▸ **Items from a labeling collection**:
++++++++++++++++++++
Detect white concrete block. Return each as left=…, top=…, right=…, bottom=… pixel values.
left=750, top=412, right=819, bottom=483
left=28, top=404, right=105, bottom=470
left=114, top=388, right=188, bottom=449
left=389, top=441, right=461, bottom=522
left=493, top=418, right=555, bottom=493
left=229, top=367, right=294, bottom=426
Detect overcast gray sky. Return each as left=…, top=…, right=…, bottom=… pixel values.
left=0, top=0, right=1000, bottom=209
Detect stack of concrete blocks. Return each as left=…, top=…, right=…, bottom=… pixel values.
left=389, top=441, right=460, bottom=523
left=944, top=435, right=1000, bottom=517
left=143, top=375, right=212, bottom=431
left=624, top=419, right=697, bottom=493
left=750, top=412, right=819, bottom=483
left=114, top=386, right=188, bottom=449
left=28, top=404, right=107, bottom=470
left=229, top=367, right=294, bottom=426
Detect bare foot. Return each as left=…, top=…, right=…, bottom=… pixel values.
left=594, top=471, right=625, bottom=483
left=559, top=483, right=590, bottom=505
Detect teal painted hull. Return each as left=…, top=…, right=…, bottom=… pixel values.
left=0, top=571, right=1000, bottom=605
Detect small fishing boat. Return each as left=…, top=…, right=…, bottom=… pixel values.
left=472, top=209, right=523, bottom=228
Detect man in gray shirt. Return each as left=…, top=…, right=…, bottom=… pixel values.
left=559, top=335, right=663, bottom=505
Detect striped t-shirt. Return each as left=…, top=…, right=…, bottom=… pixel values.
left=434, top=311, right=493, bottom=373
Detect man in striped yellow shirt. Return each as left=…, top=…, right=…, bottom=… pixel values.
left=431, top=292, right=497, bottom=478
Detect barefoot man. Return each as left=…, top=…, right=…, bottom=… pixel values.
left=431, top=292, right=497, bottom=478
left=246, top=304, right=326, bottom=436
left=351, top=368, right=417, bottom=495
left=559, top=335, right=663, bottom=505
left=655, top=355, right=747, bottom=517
++++++++++++++++++++
▸ **Required work**: Write out every line of the data above, unchanged, from the first line to the last.

▸ **Answer in full**:
Detect white concrete block. Return each as left=…, top=…, right=…, bottom=… pixel values.
left=750, top=412, right=819, bottom=483
left=28, top=404, right=105, bottom=470
left=114, top=388, right=188, bottom=449
left=389, top=441, right=461, bottom=522
left=493, top=418, right=555, bottom=493
left=229, top=367, right=294, bottom=426
Detect overcast gray sky. Return each as left=…, top=…, right=…, bottom=… pixel values.
left=0, top=0, right=1000, bottom=209
Detect stack of concrete blocks. Return each as left=…, top=…, right=…, bottom=… pixel values.
left=389, top=441, right=460, bottom=523
left=944, top=435, right=1000, bottom=517
left=143, top=375, right=212, bottom=431
left=624, top=419, right=697, bottom=493
left=750, top=412, right=819, bottom=483
left=114, top=386, right=188, bottom=449
left=28, top=404, right=107, bottom=470
left=229, top=367, right=294, bottom=426
Detect bare foot. Return each as left=…, top=…, right=…, bottom=… pixel values.
left=594, top=471, right=625, bottom=483
left=559, top=483, right=590, bottom=505
Detect teal painted hull. Return each as left=…, top=…, right=…, bottom=… pixel values.
left=0, top=571, right=1000, bottom=605
Detect small fishing boat. Return each as left=…, top=…, right=…, bottom=… pixel values.
left=472, top=209, right=523, bottom=228
Detect man in gray shirt. Return each as left=…, top=…, right=…, bottom=… pixel values.
left=559, top=335, right=663, bottom=505
Detect striped t-shirt. Return each as left=…, top=…, right=…, bottom=… pixel values.
left=434, top=311, right=493, bottom=373
Detect man in striped yellow shirt. Return each as left=…, top=…, right=…, bottom=… pixel values.
left=431, top=292, right=497, bottom=478
Detect barefoot man. Return each as left=…, top=…, right=…, bottom=… pixel values.
left=431, top=292, right=497, bottom=478
left=246, top=304, right=326, bottom=436
left=351, top=368, right=417, bottom=495
left=559, top=335, right=663, bottom=505
left=655, top=355, right=747, bottom=517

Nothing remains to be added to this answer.